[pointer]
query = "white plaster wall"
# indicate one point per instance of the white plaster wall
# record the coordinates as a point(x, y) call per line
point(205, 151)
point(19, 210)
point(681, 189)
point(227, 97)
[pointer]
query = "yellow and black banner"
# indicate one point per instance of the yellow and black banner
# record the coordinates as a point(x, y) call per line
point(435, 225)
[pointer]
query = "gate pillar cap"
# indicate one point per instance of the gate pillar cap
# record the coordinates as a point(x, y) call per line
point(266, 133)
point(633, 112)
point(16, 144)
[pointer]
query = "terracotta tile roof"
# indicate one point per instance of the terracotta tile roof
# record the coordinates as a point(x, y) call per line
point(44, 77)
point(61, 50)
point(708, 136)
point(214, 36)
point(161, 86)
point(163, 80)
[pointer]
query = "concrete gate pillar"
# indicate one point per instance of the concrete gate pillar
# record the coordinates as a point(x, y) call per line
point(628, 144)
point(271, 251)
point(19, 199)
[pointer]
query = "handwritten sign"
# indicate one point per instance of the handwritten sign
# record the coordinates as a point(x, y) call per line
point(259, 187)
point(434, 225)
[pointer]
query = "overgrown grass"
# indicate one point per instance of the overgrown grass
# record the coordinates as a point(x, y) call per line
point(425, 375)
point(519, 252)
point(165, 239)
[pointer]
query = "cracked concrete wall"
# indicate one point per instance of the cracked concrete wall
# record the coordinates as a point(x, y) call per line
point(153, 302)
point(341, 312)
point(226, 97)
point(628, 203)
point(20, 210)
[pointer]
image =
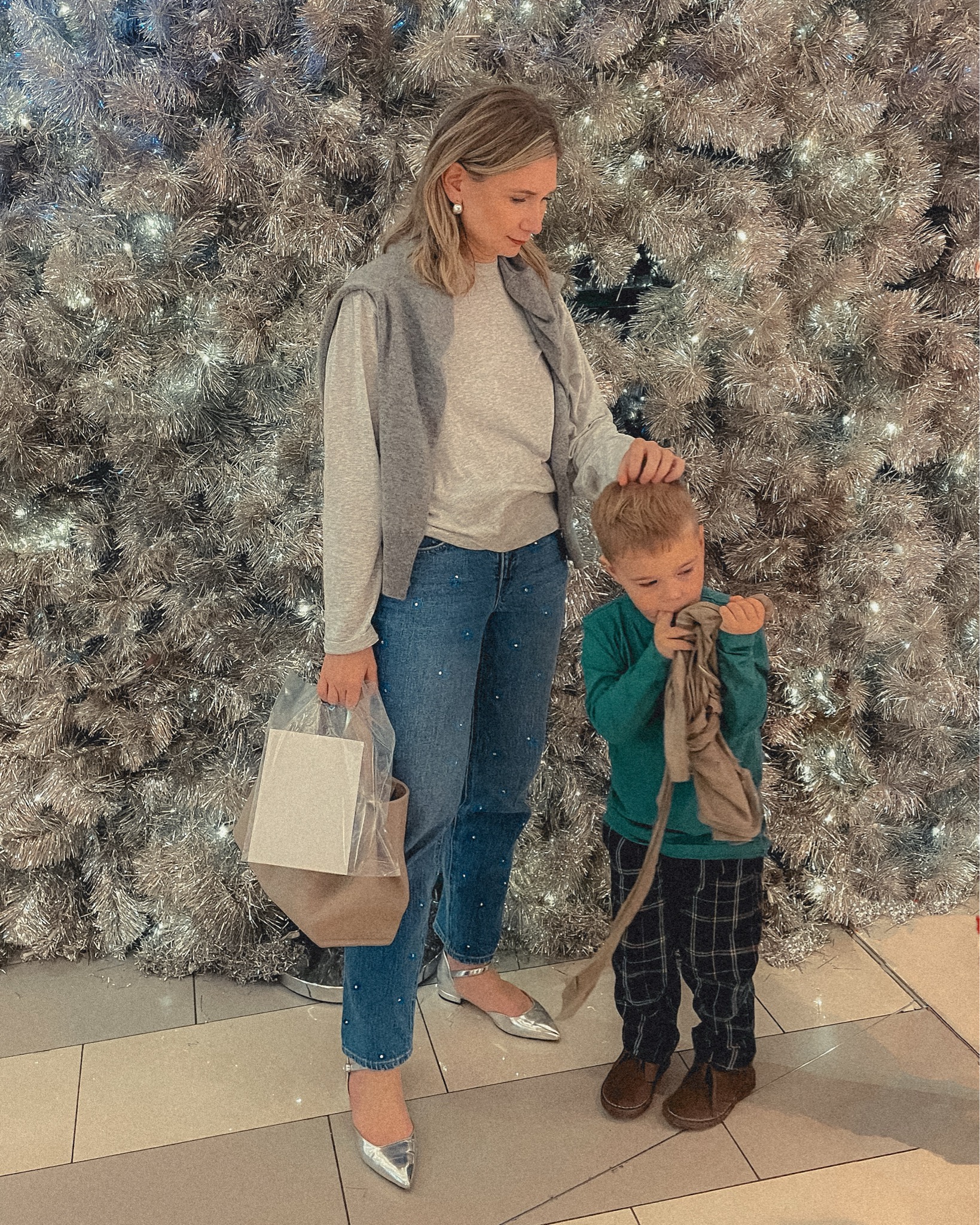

Required task – Find every line in the listing that contains the word "cracked", and copy each of those lines.

Full solution –
query = "cracked concrete wall"
# indicate one point per instance of the cracked concrete wall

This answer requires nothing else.